A Biennial That Reconsiders American Art
The Whitney Biennial 2026 arrives with a familiar question at its center: What shapes contemporary art in the United States, and who does that category include? The answer has shifted over the decades as artists move between regions, languages, and cultural histories. This year’s presentation continues that conversation through a group of artists whose work approaches the idea of American art from many directions.
The New York museum has described its Biennial as an ongoing dialogue about the meaning of American art, an idea that runs through the history of the exhibition itself. The 2026 edition builds on that history by presenting artists whose practices connect land, migration, institutions, and cultural memory. As a whole, the exhibition suggests that American art now functions as a web of relationships which extend across territories and communities.

The Whitney Museum of American Art, Renzo Piano Building Workshop, image © Karin Jobst
Indigenous Presence and the Land
Several artists in the Whitney Biennial 2026 place Indigenous histories and relationships to land at the center of their work. Teresa Baker, a Mandan and Hidatsa artist based in Montana, creates tactile compositions that evoke the textures of terrain.
Materials such as fabric, fur, and synthetic surfaces are assembled into layered forms that resemble landscapes seen from above. Her works suggest a sense of movement across plains and river systems, and acknowledge the long histories embedded in those places.

Point localization data
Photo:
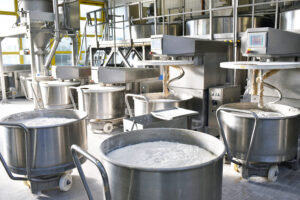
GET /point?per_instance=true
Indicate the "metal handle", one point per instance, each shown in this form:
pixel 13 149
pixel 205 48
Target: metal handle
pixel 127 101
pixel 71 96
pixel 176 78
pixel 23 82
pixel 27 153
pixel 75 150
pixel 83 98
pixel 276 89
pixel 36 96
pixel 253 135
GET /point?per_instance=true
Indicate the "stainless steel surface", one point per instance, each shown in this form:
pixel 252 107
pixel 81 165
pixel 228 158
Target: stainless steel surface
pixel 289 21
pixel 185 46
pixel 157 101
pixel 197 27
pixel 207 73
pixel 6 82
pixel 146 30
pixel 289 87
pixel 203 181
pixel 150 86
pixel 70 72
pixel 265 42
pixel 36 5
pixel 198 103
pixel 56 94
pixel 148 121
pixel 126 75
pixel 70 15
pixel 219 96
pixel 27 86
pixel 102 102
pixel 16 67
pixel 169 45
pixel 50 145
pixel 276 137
* * *
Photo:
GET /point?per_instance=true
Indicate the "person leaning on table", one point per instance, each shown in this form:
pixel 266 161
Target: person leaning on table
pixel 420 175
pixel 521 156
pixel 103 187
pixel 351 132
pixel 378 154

What you will do: Pick up the Whitney Biennial 2026 article after its last sentence and continue it.

Response box:
installation view of Teresa Baker: Twenty Minutes to Sunset, American Academy of Arts and Letters, New York, 2025
Anna Tsouhlarakis, whose heritage includes Navajo Nation and Creek ancestry, approaches similar questions through sculpture and installation. Her works frequently draw on symbolic objects, humor, and shifts in scale to explore how Indigenous identity circulates within contemporary culture.
In the context of the Whitney Biennial 2026, Tsouhlarakis contributes a perspective grounded in both personal experience and broader cultural memory, reminding viewers that the story of American art includes histories that extend far beyond the museum.

Anna Tsouhlarakis, SHE MUST BE A MATRIARCH, 2023 (detail)
Hawaii and the Geography of American Art
Geography also expands in the work of kekahi wahi, the collaborative practice of Sancia Miala Shiba Nash and Drew K. Broderick. Based across Hawaii, the duo explores the cultural and political landscape of the islands through installations that weave together architecture, ecology, and community knowledge. Their presence in the Whitney Biennial 2026 draws attention to territories that remain central to the story of the United States yet often receive limited attention within mainland art institutions.
Hawaii carries layers of colonial history, military presence, and cultural resilience. kekahi wahi approaches these conditions with projects that connect local histories to broader global systems. Here, their work expands the map of American art across the Pacific, presenting the islands as an important cultural place.

kekahi wahi (Sancia Miala Shiba Nash and Drew K. Broderick) and Bradley Capello, still from 20-minute workout (work in progress), 2023
Diaspora and Transnational Exchange
Several artists in the Whitney Biennial 2026 work across national boundaries, reflecting how American culture circulates through global networks. Ignacio Gatica, born in Santiago and based between Chile and New York, examines the spread of economic and political systems linked to United States influence.
The artist’s installations often combine archival materials, digital imagery, and research into financial networks. Through this lens, Gatica traces connections between cities shaped by similar forces of globalization and economic policy.

Ignacio Gatica, still from Sanhattan, 2025
Another artist who approaches performance through myth and symbolism is Precious Okoyomon. Their installation in the Whitney Biennial 2026 gathers sculptural elements that suggest an imaginary ecosystem where animals, toys, and devotional objects coexist. In the catalogue, winged teddy bears appear suspended like small guardians, hovering between innocence and unease.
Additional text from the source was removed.